§ **Page extract**:
Keith, good to hear you weren’t fooled by that email.

Yesterday I sent some time assisting a lady who had received and responded to a scam email about PPI refunds. She’d actually responded to the email and had then been called from a fake 0800 number, 0800 0472410. From the flow of personal and financial details that she was being asked to provide, she eventually realised that it was a scam. Hence she’d contacted all her banks and then set out to also report it via the Action Fraud website.

As someone not highly expert in internet use, she found the Action Fraud website hard to use, and even with my help, we didn’t manage to finish a report submission in the time we had available. Somehow, the scammer had seemingly also managed to delete the original email and her reply, so I was unable to grab those for further forensic analysis.

We were more successful in flagging up the fake 0800 number as “dangerous” on a couple of “who called me?” websites.

Hi Derek – I would be interested to know if you were just helping someone with a problem or if you are doing this on a regular basis. I have a relation who works two days a week for Citizens Advice.

DerekP says:
20 February 2019

wavechange – each week, I spend two afternoons volunteering as a “computer buddy” in my local library. Basically, we’re they’re to help folk use computers, either shared library ones or their own portable devices, if they bring them it.

As we’ve often discussed on these pages, these days many things can be done online or must be done online, so we’re they to help folk (“like Daniel Blake”) navigate these systems.

Thanks Derek. I now remember you mentioned being a computer buddy before. I suppose we have moved on from basic computer use to look at the risks and deal with problems associated with computer use.

That is amazing! Just think of the number of people’s lives you have made a huge difference to.

Jacquie B says:
9 February 2019

Telephone call, with an American accent advising that BT are going to disconnect our telephone and broadband connection

Charles says:
16 February 2019

I’ve had the same call 5 days per week over the last 5/6 weeks – we just hang up but annoying nevertheless.

§ **Goal 1**: Name every commenter whose name appears on a line ending in "says:" in the scam discussion thread.
§ **Goal 2**: According to the scam discussion thread, what fake 0800 number called the lady who had responded to the PPI refund email?
The data have no connection to the scam discussion thread.

(Records from a dataset)
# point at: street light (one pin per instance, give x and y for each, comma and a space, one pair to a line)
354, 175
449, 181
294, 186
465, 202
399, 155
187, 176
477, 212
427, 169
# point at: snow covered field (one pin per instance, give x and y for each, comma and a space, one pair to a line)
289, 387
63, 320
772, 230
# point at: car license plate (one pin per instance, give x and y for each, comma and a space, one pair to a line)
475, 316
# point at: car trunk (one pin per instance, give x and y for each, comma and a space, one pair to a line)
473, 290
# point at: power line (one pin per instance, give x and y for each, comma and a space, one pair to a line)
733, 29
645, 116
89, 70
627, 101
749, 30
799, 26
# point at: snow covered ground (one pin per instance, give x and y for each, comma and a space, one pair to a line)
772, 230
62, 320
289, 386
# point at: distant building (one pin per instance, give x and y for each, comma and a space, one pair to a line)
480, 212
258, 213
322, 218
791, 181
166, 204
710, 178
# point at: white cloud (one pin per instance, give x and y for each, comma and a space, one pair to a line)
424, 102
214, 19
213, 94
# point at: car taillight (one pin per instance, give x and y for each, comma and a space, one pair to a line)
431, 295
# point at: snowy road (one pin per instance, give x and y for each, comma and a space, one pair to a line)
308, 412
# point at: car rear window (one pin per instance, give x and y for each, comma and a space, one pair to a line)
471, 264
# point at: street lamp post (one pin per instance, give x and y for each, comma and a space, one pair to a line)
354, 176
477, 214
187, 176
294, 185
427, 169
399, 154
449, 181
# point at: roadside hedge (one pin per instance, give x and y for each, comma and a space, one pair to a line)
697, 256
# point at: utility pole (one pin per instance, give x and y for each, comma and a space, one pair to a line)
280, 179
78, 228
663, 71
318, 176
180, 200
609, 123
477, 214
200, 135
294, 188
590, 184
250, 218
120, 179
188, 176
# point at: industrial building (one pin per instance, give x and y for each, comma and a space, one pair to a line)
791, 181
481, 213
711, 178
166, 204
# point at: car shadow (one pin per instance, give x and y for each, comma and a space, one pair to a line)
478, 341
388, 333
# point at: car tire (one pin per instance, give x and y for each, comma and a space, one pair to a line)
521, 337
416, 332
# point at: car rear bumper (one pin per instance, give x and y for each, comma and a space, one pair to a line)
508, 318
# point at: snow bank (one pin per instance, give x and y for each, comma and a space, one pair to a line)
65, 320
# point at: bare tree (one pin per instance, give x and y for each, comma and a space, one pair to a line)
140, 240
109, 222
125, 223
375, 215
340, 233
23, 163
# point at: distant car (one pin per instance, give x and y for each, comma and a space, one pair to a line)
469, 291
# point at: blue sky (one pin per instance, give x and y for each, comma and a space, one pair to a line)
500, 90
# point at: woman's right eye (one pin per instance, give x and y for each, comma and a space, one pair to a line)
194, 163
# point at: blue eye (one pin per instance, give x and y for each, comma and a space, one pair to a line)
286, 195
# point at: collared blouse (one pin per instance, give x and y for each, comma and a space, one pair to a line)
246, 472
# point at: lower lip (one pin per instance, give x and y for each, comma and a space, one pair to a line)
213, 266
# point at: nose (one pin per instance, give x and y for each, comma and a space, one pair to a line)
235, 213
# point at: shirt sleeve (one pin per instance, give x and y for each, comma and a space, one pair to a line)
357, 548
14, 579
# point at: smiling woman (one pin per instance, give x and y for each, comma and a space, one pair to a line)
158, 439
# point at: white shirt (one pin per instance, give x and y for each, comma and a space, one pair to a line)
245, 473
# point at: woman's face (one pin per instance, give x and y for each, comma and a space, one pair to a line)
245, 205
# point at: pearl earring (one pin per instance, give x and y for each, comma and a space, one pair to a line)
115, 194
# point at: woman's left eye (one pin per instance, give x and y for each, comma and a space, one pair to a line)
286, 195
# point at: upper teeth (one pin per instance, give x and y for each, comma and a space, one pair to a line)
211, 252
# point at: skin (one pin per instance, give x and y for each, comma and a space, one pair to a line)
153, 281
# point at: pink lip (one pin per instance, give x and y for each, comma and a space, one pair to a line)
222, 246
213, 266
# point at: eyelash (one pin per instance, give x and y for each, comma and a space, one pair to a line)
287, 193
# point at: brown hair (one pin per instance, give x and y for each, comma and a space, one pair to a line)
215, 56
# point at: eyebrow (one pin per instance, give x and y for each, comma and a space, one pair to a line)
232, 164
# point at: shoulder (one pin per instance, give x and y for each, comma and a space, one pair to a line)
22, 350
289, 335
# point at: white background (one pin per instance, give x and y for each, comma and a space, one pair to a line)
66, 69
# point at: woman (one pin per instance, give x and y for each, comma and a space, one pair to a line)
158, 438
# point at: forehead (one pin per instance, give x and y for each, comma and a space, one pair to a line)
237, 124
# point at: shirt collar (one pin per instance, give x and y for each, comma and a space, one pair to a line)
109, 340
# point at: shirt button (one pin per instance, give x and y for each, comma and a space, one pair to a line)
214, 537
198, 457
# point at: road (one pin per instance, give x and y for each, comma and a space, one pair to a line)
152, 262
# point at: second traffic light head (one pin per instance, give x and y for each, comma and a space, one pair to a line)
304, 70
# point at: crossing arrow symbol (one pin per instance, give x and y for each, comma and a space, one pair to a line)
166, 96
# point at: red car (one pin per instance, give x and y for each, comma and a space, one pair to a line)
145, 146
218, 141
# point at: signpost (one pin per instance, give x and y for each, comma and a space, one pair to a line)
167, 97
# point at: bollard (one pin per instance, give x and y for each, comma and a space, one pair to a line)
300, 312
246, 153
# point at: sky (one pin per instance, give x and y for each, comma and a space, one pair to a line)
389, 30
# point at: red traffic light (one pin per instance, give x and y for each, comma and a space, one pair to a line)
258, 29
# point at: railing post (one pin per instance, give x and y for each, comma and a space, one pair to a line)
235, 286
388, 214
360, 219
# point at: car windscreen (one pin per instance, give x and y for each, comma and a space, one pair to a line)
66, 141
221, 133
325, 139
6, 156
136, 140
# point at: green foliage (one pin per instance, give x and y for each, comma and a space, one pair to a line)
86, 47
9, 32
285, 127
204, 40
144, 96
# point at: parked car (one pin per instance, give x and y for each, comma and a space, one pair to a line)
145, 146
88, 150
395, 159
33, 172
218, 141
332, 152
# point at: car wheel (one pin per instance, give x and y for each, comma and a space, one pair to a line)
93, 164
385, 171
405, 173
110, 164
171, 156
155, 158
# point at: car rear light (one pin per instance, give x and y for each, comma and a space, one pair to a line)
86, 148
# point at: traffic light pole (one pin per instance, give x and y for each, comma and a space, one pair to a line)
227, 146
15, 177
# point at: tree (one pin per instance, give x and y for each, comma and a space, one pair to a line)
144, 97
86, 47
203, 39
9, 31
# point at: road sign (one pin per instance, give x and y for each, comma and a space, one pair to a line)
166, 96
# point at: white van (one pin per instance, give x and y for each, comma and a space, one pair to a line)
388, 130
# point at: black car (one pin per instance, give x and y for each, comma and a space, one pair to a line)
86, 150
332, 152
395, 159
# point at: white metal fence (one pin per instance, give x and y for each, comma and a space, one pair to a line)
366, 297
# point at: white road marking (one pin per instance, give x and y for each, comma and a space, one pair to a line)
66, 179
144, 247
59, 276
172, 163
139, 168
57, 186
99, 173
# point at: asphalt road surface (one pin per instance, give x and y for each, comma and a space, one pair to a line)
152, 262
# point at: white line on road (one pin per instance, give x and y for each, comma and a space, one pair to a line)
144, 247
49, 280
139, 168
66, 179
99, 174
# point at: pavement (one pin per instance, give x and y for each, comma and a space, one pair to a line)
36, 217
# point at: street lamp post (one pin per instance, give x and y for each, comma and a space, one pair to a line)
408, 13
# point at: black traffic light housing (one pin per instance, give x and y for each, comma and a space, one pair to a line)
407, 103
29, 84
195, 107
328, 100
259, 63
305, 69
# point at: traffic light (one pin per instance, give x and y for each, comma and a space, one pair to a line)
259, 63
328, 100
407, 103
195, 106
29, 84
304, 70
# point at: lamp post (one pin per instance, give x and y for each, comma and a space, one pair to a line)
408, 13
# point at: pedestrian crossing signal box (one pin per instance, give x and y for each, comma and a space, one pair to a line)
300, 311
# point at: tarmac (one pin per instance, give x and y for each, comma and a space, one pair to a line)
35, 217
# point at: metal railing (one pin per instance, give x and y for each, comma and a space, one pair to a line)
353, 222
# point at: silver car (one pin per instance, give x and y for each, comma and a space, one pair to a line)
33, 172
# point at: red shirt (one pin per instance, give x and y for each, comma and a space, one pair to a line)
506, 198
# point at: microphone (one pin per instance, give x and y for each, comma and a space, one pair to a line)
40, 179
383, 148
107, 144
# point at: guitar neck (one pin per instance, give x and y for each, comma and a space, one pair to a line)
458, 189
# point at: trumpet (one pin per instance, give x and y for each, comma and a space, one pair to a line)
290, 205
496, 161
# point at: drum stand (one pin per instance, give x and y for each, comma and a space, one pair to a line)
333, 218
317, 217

§ **Task response 1**: DerekP, Jacquie B, Charles

§ **Task response 2**: 0800 0472410